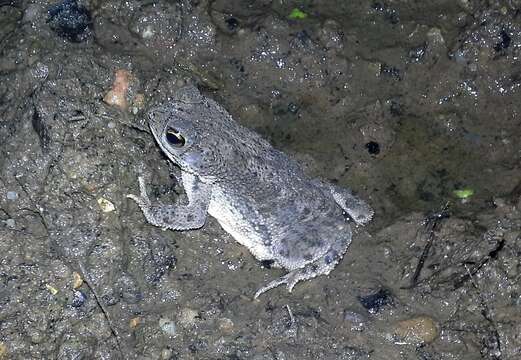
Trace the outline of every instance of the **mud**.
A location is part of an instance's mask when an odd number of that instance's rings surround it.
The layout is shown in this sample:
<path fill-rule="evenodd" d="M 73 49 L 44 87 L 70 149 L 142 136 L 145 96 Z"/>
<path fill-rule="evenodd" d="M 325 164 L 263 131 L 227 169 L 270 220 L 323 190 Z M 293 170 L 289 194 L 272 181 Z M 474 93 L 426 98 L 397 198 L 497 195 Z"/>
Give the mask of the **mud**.
<path fill-rule="evenodd" d="M 0 359 L 520 358 L 520 9 L 0 0 Z M 143 115 L 187 82 L 375 208 L 329 276 L 253 301 L 126 198 L 182 195 Z"/>

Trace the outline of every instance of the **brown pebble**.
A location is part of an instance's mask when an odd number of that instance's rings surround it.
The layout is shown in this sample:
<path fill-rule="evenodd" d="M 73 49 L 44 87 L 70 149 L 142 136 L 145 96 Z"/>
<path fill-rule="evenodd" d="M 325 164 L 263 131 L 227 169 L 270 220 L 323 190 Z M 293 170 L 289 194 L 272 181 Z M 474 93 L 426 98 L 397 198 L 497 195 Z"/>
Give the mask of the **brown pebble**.
<path fill-rule="evenodd" d="M 121 110 L 127 110 L 127 93 L 129 88 L 131 74 L 125 69 L 116 70 L 112 89 L 107 92 L 103 101 L 109 105 L 116 106 Z"/>
<path fill-rule="evenodd" d="M 225 334 L 229 334 L 232 332 L 234 323 L 231 319 L 221 318 L 219 319 L 219 330 L 221 330 Z"/>
<path fill-rule="evenodd" d="M 8 359 L 7 355 L 7 345 L 5 345 L 3 342 L 0 342 L 0 360 Z"/>
<path fill-rule="evenodd" d="M 431 343 L 438 336 L 438 332 L 436 321 L 425 315 L 398 321 L 394 329 L 394 334 L 408 344 Z"/>
<path fill-rule="evenodd" d="M 141 324 L 141 318 L 140 317 L 132 318 L 129 321 L 129 326 L 130 326 L 131 329 L 137 328 L 139 326 L 139 324 Z"/>
<path fill-rule="evenodd" d="M 83 278 L 76 271 L 72 273 L 72 287 L 74 290 L 79 289 L 83 285 Z"/>

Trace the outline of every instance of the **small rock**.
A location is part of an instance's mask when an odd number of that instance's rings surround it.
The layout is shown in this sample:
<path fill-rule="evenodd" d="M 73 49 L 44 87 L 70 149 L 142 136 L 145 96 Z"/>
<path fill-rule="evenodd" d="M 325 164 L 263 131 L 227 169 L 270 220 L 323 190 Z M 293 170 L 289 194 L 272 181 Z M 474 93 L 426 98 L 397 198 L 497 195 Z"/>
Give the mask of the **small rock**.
+ + +
The answer must be the full listing, restated word for word, with no pictures in it.

◆ Problem solution
Trace the outline of every instance of the **mud**.
A location is part of an instance's mask when an odd number of that instance's rings surround it.
The layout is shown in this sample:
<path fill-rule="evenodd" d="M 73 49 L 44 87 L 70 149 L 142 136 L 145 96 Z"/>
<path fill-rule="evenodd" d="M 325 164 L 263 131 L 227 169 L 270 220 L 323 190 Z M 293 170 L 289 194 L 272 181 Z M 474 93 L 426 98 L 397 198 L 497 195 Z"/>
Give the mask of the **mud**.
<path fill-rule="evenodd" d="M 0 359 L 520 358 L 520 9 L 0 0 Z M 143 115 L 187 82 L 375 208 L 329 276 L 253 301 L 126 198 L 182 195 Z"/>

Trace the outline of every instance of the **brown pebble**.
A location is part of an instance's mask when an odd number of that instance's rings surround it.
The layout is shown in this sample:
<path fill-rule="evenodd" d="M 73 49 L 44 87 L 70 149 L 142 136 L 145 96 Z"/>
<path fill-rule="evenodd" d="M 325 164 L 263 131 L 227 169 L 270 220 L 323 190 Z M 293 170 L 289 194 L 272 181 Z M 474 93 L 426 98 L 397 198 L 497 195 Z"/>
Give the mask of the **brown pebble**.
<path fill-rule="evenodd" d="M 121 110 L 127 110 L 127 93 L 129 88 L 131 74 L 125 69 L 116 70 L 112 89 L 107 92 L 103 101 L 109 105 L 116 106 Z"/>
<path fill-rule="evenodd" d="M 225 334 L 229 334 L 232 332 L 234 323 L 231 319 L 221 318 L 219 319 L 219 330 L 221 330 Z"/>
<path fill-rule="evenodd" d="M 8 359 L 7 355 L 7 345 L 5 345 L 3 342 L 0 342 L 0 360 Z"/>
<path fill-rule="evenodd" d="M 431 343 L 438 336 L 438 332 L 436 321 L 425 315 L 398 321 L 394 329 L 394 334 L 408 344 Z"/>
<path fill-rule="evenodd" d="M 141 324 L 141 318 L 140 317 L 132 318 L 129 321 L 129 326 L 130 326 L 131 329 L 137 328 L 139 326 L 139 324 Z"/>
<path fill-rule="evenodd" d="M 83 278 L 76 271 L 72 273 L 72 287 L 74 290 L 79 289 L 83 285 Z"/>

Trace the outline of every instance of the **small rock**.
A location is part of an instance's mask when an odd number of that instance's rings surround it.
The layout is shown in this sample:
<path fill-rule="evenodd" d="M 73 49 L 44 87 L 70 149 L 142 136 L 145 96 Z"/>
<path fill-rule="evenodd" d="M 325 164 L 263 131 L 227 169 L 270 220 L 323 190 Z M 293 170 L 289 194 L 272 181 Z M 474 93 L 426 98 L 397 198 L 497 195 Z"/>
Give the mask of the **small rock**.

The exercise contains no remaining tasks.